- _Direction_
Could you copy every item below word for word, leaving the pictures out of your reply?

(Stored records)
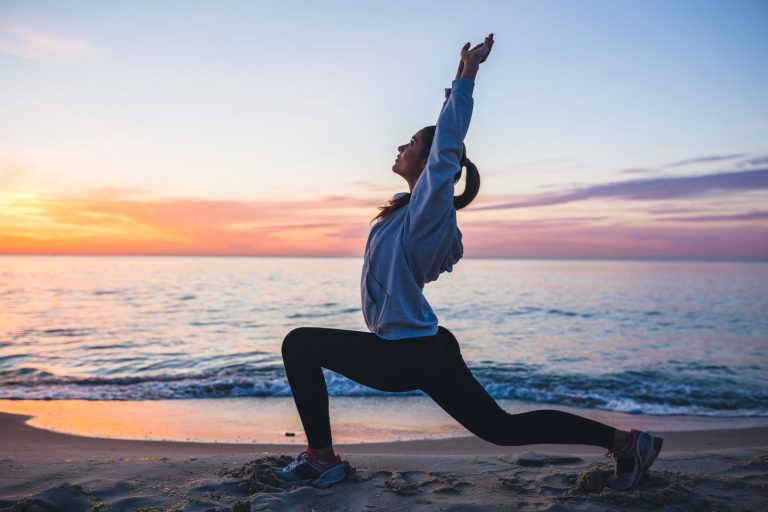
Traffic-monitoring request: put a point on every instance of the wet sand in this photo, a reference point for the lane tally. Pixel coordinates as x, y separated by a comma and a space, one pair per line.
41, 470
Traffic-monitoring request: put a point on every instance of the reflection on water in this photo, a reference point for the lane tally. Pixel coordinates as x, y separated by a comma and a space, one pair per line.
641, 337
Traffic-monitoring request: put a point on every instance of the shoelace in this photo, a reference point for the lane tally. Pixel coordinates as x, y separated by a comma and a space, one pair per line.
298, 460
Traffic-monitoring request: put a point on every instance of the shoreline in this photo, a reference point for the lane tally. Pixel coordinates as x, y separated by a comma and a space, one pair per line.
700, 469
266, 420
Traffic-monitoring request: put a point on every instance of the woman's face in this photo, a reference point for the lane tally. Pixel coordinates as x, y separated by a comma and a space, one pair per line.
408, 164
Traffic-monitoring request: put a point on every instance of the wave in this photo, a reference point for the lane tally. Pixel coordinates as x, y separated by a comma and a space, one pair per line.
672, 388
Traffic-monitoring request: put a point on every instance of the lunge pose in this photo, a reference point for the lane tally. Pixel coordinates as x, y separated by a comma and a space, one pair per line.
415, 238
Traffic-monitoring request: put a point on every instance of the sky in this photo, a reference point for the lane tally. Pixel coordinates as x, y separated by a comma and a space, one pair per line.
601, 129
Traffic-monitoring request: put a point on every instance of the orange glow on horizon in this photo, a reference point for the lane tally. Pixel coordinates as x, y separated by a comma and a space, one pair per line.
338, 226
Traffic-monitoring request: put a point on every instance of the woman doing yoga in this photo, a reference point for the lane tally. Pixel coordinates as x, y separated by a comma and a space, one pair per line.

- _Solution_
Traffic-monitoring request: put a point on every instance of the wet sand in this photo, a reference point for the lane tally. Pixel coordinates as x, y separated by a comma and a space, one pair per line.
41, 470
Traffic-monitoring request: put a point on every instance of the reflection on water in this photo, a reference point for the lane tally. Pixel coordinates as x, y separated by a comma and a space, one pair per line.
641, 337
Traffic-monitoring request: put a point on every instance of the shoelace in this photo, a reference point for the lane tally. Pixel coordinates as x, y separated by a comma and a space, one pair per line.
298, 460
Traffic-monitoring request: put a point on every instance of the shoreline in this photo, a reference point for the lane tally. Pixel coordinates as x, y separated by a comma and a space, one pair per line.
700, 469
266, 420
Traffic-monitoring request: put a point on every instance of the woman's face in this photo, a reference point for the lane tally. Pixel coordinates as x, y separated by a comma and a space, one pair per line.
408, 164
Traffic-monitoring request: put a point on every instance of the wave in this photo, a reference point for the lane tally. Pixel coordinates as x, y separated by a comma and a space, one pair per line.
672, 388
Traffic-monitoring request: put a point on every instance of the lunge pose in this photo, a reference point for the lane tally. Pixel coordinates as x, y separated by a comma and a space, one pair per line.
415, 238
Traffic-monitoring request: put a point on every instance of the sky in this photo, a reference point for the lane tally. Pixel coordinates as x, y separated by a comma and a space, one pair per line.
601, 129
Traffic-monitoring request: put a point on every instance of the orange glow on horizon in this photo, a reference point for the lane tally. Pixel coordinates as x, y separated by a comma and a space, one pair per line.
338, 226
Traffic-monitoring request: put a point on every instance of the woman doing yoga in this photo, a reference point for the lane tally. Pixel coordinates as x, y separated by a comma and a space, one pair per line.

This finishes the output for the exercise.